(Given passage)
DEA Returns $87,000 It Helped Nevada Law Enforcement Steal From An Ex-Marine

from the 'everything-checks-out,'-they-said-while-they-helped-themselves-to-his-m dept

Another bullshit forfeiture has attracted national press attention. This one has some added bonuses, like local cops stating on (body cam) that the easiest way to get their hands on the seized money would be to ask the feds to come in.

It’s the usual stuff: a pretextual stop, a bunch of questions unrelated to the alleged violation, and the theft of a person’s money based on nothing more than an officer’s speculation about its origin. (alternate link)

The Nevada trooper first told Stephen Lara the highway patrol was educating drivers “about violations they may not realize they’re committing,” and that he’d been pulled over for following a tanker truck too closely. Eventually the trooper admitted having an ulterior purpose: stopping the smuggling of illegal drugs, weapons and currency as they crossed the state.

Lara — a former Marine who says he was on his way to visit his daughters in Northern California — insisted he was doing none of those things, though he readily admitted he had “a lot” of cash in his car. As he stood on the side of the road, police searched the vehicle, pulling nearly $87,000 in a zip-top bag from Lara’s trunk and insisting a drug-sniffing dog had detected something on the cash.

The drug-sniffing dog was wrong, apparently. Or even if it was right, it was detecting something present on almost all cash in circulation: drug residue. No actual drugs were found in Lara’s car.

What was found was $87,000 in cash, but $87,000 supported by a stack of receipts from ATMs, showing Lara had pulled this cash from his own accounts. That lined up with Lara’s story, which the Highway Patrol didn’t even find unbelievable. It also lines up with comments from someone unlikely to burnish the reputation of someone who is (allegedly) $18,000 behind on child support payments. Matt Zapotosky of the Washington Post tracked down Lara’s ex-wife, Kimberly Olson, who confirmed his predilection for having lots of cash on hand.

Olsen said she thought Lara might have kept his money out of the bank in part so he would not have to turn it over in child support. But she noted that even when they were married years ago, Lara “just liked to have his cash” and made frequent withdrawals.

She said Lara did not seem to spend an inordinately high amount but liked to “show off” the cash itself, and spend it on his kids. She said she did not think he was a drug trafficker.

(Recorded data)
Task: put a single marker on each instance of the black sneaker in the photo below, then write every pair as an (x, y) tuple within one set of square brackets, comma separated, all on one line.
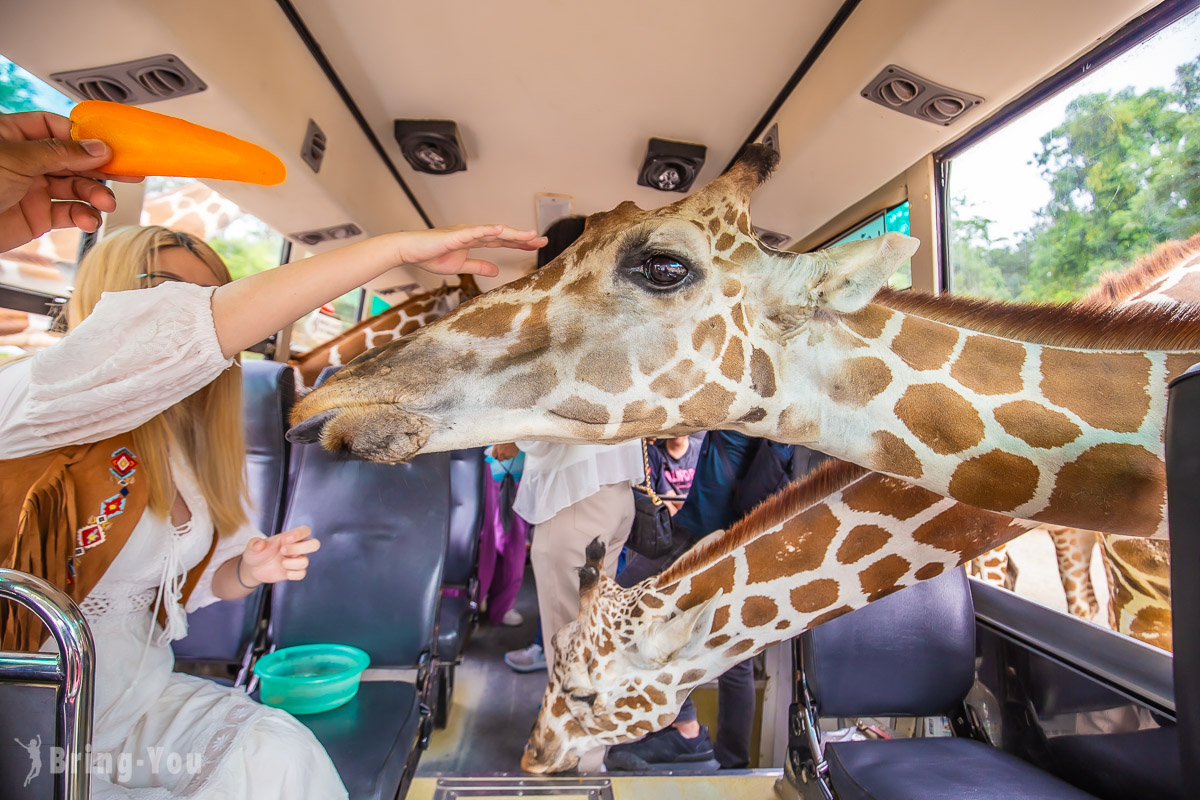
[(665, 750)]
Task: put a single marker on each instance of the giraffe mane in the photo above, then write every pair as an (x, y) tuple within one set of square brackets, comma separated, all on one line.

(Task brief)
According to the forfeiture article, what reason did the trooper first give Stephen Lara for the stop?

(Task output)
He said Lara had been following a tanker truck too closely.